Work to complete → Pick out each line below that contains the word "Draw", and copy those lines in full.

Labeled shape records →
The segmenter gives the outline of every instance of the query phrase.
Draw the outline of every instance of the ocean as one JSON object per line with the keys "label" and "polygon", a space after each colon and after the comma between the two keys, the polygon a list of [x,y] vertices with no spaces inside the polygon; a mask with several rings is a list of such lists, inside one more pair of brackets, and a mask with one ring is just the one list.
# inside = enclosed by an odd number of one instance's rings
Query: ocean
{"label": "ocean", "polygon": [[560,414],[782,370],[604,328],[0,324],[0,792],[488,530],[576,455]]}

---

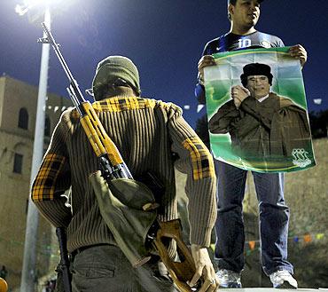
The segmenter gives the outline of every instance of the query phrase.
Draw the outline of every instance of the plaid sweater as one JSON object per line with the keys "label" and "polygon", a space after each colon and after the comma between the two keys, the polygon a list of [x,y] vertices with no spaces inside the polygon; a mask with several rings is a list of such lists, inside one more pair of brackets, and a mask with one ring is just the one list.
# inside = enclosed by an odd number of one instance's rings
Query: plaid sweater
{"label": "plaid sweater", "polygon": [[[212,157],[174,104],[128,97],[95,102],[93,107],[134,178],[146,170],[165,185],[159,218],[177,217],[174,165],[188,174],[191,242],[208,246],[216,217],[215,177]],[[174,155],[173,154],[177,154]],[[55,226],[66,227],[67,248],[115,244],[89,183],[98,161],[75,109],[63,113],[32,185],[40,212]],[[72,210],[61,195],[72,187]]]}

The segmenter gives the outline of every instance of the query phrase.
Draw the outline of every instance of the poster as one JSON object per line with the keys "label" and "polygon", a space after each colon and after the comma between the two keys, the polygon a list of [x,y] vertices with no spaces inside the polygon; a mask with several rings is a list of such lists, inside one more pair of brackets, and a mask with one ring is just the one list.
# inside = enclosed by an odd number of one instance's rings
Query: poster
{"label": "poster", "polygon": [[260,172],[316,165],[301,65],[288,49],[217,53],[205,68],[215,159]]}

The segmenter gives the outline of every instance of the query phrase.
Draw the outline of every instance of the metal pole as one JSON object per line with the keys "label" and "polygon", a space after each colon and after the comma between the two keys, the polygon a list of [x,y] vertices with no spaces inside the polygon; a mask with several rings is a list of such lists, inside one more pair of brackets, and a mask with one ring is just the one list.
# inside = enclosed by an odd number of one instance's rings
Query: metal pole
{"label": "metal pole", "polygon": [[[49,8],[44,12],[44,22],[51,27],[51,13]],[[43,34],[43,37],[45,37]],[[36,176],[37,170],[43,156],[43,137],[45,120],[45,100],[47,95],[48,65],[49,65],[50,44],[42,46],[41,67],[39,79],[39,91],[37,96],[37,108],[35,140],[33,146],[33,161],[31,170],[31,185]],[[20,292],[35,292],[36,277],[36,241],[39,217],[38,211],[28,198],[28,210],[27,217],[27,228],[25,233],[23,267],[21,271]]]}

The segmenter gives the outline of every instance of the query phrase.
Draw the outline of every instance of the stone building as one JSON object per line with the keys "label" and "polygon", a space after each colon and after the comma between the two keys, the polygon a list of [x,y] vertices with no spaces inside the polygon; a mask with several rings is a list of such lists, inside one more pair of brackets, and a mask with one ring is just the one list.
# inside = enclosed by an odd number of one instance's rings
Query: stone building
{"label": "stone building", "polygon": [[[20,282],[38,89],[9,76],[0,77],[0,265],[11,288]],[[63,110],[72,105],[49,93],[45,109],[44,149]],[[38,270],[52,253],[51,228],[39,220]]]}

Answer in full →
Draw the outline of every instance of the ocean as one JSON object per line with the keys "label" and "polygon", a space after each colon and after the comma between the two keys, the polygon a list of [x,y] vertices with no spaces inside the polygon; a mask with several rings is a list of such lists, inside one more pair of brackets, and a mask with one ring is just the one list.
Draw the outline of every instance of the plaid sweater as one JSON object per line with the keys "label" and "polygon", a space after each colon and after the comma between the two keys, the polygon a list of [x,y] vertices with no spaces inside the polygon; a mask with several rings is a list of such lists, inside one more pair of brackets, and a mask with one ring is just the one list.
Draw the outline of every instance of the poster as one JSON object per line with the keys "label" and "polygon", a space after each colon and after the comma between the two keys, the polygon a list of [x,y] vertices with no spaces inside the polygon; a mask with several rings is a list of such lists, inside one more pair of brackets, and a mask with one ring is just the one list.
Draw the outline of every instance of the metal pole as one JSON object per line with the keys "label" and "polygon", a space after each colon and after the comma between the two keys, the polygon a list of [x,y] vertices with no spaces inside the polygon; a mask with several rings is a list of such lists, inside one more pair of brackets, and a mask with one ring is just the one list.
Draw the outline of every instance of the stone building as one JSON object per line with the keys "label" and "polygon", a space after each colon and after the comma between the two keys, the polygon a list of [x,y] vertices with no spaces inside the polygon; a mask with several rings is a list of such lists, inside one more pair of brackets, and a mask with one ring is just the one list.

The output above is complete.